─── Texto

“En
medio de un panorama editorial desolador, los pequeños sellos independientes
argentinos siguen apostando a las traducciones, ya sea de libros nunca antes
publicados en español como de re-versiones de libros en otros idiomas que
requieren un ajuste de cuentas.” Esto dice la bajada de la nota publicada por Osvaldo Aguirre, el pasado 26 de julio,
en el diario Perfil, de Buenos Aires.
Los traidores
En
un año signado por la caída abrupta de las ventas y las publicaciones, la
suspensión de ferias y el cierre de librerías, la industria editorial argentina
tiene también buenas noticias para celebrar. Y como ocurre con frecuencia en la
historia reciente, esas muestras de vitalidad provienen de las pequeñas y
medianas editoriales y de un sector específico de su actividad: la traducción
desde Argentina de grandes obras de la literatura. A la reedición de una
trilogía de novelas de Samuel Beckett, se agregan obras tan diversas como Paterson, de William Carlos Williams,
las novelas de Lee Child y el próximo lanzamiento de una nueva versión de Dublineses, de James Joyce.
Más
allá de los dramas de la coyuntura, la publicación de traducciones es una marca
importante en el actual panorama editorial. “Una parte importante de las
pequeñas y medianas editoriales nacionales son editoriales traductoras, eligen
publicar literatura traducida y de este modo hacen de la traducción una
práctica configuradora de sus catálogos”, dice Santiago Venturini, poeta e
investigador del Conicet dedicado al estudio de las políticas de traducción en
la Argentina
La
identidad de las editoriales traductoras se juega en la elección de las lenguas
de traducción. “El inglés tiene una presencia consolidada, aparece en todos los
catálogos. Pero al mismo tiempo, estas editoriales apuestan a autores que
escriben en otras lenguas, que han sido definidas como semiperiféricas o
periféricas, como el coreano, el esloveno, el checo”, agrega Venturini, que
también destaca las bibliotecas de autor –colecciones dedicadas a traducciones
de escritores específicos– como novedad dentro del panorama.

──────
─── Filas de datos

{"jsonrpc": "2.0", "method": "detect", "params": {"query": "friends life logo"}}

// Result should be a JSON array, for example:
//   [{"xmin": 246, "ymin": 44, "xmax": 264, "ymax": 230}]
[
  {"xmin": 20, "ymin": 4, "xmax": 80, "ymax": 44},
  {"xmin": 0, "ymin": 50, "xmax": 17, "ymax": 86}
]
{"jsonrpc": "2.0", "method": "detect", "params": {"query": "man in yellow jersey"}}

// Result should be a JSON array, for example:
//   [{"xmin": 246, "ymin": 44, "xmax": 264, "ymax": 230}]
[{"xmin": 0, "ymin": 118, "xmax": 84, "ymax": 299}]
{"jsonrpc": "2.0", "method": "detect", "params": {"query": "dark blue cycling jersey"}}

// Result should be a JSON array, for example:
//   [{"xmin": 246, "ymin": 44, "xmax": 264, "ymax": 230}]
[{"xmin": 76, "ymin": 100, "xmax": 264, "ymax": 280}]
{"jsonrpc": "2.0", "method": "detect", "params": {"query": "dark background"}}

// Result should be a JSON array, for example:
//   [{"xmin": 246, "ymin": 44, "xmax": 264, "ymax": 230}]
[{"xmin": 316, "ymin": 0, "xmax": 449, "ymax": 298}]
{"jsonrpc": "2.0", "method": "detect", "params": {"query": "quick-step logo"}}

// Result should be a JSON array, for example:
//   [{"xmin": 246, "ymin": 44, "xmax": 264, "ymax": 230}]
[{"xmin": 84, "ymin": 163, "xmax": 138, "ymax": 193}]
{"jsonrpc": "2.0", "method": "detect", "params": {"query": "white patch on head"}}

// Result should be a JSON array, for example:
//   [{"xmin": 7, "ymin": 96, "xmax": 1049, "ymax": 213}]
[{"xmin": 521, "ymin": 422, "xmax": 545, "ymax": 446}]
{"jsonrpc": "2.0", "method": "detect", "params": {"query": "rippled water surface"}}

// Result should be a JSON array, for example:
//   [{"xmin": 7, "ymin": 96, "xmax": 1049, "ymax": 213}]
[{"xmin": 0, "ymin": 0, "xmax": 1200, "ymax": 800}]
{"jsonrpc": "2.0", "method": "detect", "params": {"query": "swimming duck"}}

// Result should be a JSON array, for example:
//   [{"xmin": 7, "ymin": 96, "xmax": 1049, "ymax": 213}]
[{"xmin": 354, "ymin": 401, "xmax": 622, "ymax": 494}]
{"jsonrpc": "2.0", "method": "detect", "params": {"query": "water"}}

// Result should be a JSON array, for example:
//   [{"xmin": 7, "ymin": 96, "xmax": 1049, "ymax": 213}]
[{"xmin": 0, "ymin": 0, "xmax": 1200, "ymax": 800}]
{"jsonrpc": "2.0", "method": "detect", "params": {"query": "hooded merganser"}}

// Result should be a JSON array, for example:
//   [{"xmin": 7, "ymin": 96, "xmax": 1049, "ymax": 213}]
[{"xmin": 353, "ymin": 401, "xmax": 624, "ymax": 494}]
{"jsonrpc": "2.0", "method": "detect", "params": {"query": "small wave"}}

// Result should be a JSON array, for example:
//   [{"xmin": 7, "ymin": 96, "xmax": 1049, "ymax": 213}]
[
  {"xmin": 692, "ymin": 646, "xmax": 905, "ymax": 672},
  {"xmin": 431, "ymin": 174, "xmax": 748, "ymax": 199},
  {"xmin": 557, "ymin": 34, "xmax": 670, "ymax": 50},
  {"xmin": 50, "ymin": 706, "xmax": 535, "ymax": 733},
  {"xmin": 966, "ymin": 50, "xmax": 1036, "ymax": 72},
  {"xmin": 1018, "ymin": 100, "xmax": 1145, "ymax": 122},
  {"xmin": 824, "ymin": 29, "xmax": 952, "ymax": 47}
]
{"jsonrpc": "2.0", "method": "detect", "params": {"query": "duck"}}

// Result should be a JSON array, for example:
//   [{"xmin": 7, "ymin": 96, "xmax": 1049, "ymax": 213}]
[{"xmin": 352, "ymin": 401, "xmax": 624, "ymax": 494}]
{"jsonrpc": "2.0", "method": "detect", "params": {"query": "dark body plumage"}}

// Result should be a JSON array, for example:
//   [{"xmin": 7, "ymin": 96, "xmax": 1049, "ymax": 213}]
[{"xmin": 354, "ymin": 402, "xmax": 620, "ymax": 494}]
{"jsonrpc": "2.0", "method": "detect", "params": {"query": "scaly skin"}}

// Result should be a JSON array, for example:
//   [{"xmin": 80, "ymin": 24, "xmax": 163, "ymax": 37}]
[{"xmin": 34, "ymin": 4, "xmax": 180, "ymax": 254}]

──────

Tareas escritas
• A. Según el texto sobre las traducciones en Argentina, ¿por qué Venturini llama «editoriales traductoras» a buena parte de las pequeñas y medianas editoriales nacionales? Responde en una a tres oraciones.
• B. Edita el texto sobre las traducciones en Argentina de «Los traidores» a «de James Joyce.» y reemplaza «trilogía» por «serie».

Respuestas por tarea
• A. Las llama así porque eligen publicar literatura traducida. De ese modo hacen de la traducción una práctica que configura sus catálogos.

• B.
Los traidores
En
un año signado por la caída abrupta de las ventas y las publicaciones, la
suspensión de ferias y el cierre de librerías, la industria editorial argentina
tiene también buenas noticias para celebrar. Y como ocurre con frecuencia en la
historia reciente, esas muestras de vitalidad provienen de las pequeñas y
medianas editoriales y de un sector específico de su actividad: la traducción
desde Argentina de grandes obras de la literatura. A la reedición de una
serie de novelas de Samuel Beckett, se agregan obras tan diversas como Paterson, de William Carlos Williams,
las novelas de Lee Child y el próximo lanzamiento de una nueva versión de Dublineses, de James Joyce.